Segment Start: Page excerpt
Director: Terence Davies
London Film Festival 2021 review
Mortality permeates the air in Benediction, a powerfully sombre work where each moment seems to mourn its own passing. As with 2016’s excellent Emily Dickinson biopic A Quiet Passion, the latest feature from Terence Davies concerns itself with the life of a poet, and while Englishman Siegfried Sassoon’s string of affairs and eventual marriage may place his story in contrast to that of the famously secluded Dickinson, the former’s journey is no less burdened by the weight of the passing years.
The national and personal trauma of the First World War ripples through the length of Benediction, just as it is manifested in Sassoon’s poems. After speaking out against the war, Sassoon (played in his younger years by Jack Lowden and in his later years by Peter Capaldi) is admitted to a military psychiatric hospital where he meets fellow patient and poet Wilfred Owen (Matthew Tennyson). Though a palpable bond develops between the two of them, the pair are unable to act upon their feelings without drawing suspicion, and eventually Owen is sent back to the front line where he is killed just one week before the end of the war.
As with so many of the details of Sassoon’s story, his relationship with Owen leaves a lingering feeling of loss that provides context to his various postwar trysts with a series of mostly vain, callous and artistically inclined young men, including actor Ivor Novello (Jeremy Irvine) and famed socialite Stephen Tennant (Calam Lynch).
Davies has long proven himself to be a master at turning staginess into a strength, enclosing his characters in fastidiously designed sets that evoke both the predetermined nature of his period dramas and the social, cultural and emotional pressures that weigh upon the characters at any given moment. This sense of control has frequently extended to his dialogue, and this is especially true of the middle stretch of Benediction, where lovers and ex-lovers snipe at each other with elegantly savage lines that are dense with wit and implication.
Savouring the complexity and precision of Davies’ dialogue can often be a pleasure in its own right, but the sly indirectness of Benediction’s most spiteful putdowns also reflects the careful, secretive manner in which Sassoon and his partners must conduct themselves. Stifled by the cultural norms and prejudices of the time, these men must learn to form and abandon their attachments quickly, often impulsively, or attempt to bottle up their feelings entirely. In the cruelty and exactness of their words, they reveal the loneliness and fear that they try so hard to hide.
It’s ironic that while Sassoon’s reality seems so emotionally oppressive, the film itself moves so freely, punctuating the drama with grainy historical footage and still images, along with the occasional stylistic detour into strange and fantastical sequences. The boundaries of time are especially blurry, as Benediction transitions seamlessly back and forth between the chapters of Sassoon’s life, sometimes drawing on digital effects to erase the decades-long distance between moments and eras.
Yet, as with so many Davies characters before them, time might be the greatest enemy of Sassoon and his contemporaries. It challenges their vanity by revealing to them a world they no longer understand and a face in the mirror that they no longer recognise. And while the past seems ever present for Sassoon in his later years, it also feels torturously inaccessible and tainted with regret. In this regard, Benediction doesn’t exactly break the mould for the Terence Davies filmography but that hardly makes it any less crushing to experience, channeling the dread and impotence of watching an old way of life and a former self inevitably recede into history until nothing but memories remain.
Segment End: Page excerpt
Segment Start: Data shown
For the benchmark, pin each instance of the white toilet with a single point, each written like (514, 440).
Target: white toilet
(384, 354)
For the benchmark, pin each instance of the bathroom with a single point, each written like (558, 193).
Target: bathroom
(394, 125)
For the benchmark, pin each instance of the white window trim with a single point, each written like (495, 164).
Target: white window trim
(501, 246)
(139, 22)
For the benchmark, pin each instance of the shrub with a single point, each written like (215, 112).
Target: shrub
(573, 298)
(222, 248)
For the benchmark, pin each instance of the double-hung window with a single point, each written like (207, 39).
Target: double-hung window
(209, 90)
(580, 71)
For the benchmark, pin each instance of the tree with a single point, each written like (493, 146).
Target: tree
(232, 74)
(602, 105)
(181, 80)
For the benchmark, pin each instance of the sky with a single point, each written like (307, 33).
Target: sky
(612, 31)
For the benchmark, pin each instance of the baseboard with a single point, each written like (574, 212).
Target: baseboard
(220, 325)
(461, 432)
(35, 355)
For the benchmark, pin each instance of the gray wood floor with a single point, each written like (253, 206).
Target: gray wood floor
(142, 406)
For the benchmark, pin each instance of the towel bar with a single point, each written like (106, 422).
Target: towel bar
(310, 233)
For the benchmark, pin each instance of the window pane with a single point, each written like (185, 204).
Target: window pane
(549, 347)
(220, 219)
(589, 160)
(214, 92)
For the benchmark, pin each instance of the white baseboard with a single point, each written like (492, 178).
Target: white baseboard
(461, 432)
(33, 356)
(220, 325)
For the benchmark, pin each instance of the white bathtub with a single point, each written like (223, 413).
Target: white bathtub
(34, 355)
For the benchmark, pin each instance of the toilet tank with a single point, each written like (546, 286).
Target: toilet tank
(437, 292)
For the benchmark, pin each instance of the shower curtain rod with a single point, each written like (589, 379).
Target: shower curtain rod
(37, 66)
Segment End: Data shown
## [Tasks to perform]
[A] Transcribe the Benediction review from "Yet, as with" to "but memories remain.".
[B] Answer these questions from the Benediction review:
(i) Which actor plays Sassoon in his younger years?
(ii) How long before the end of the war is Wilfred Owen killed?
(iii) What is the title of the 2016 Emily Dickinson biopic the review mentions?
The lines have nothing to do with what is asked here.

## [Solutions to each task]
[A]
Yet, as with so many Davies characters before them, time might be the greatest enemy of Sassoon and his contemporaries. It challenges their vanity by revealing to them a world they no longer understand and a face in the mirror that they no longer recognise. And while the past seems ever present for Sassoon in his later years, it also feels torturously inaccessible and tainted with regret. In this regard, Benediction doesn’t exactly break the mould for the Terence Davies filmography but that hardly makes it any less crushing to experience, channeling the dread and impotence of watching an old way of life and a former self inevitably recede into history until nothing but memories remain.

[B]
(i) Jack Lowden
(ii) One week
(iii) A Quiet Passion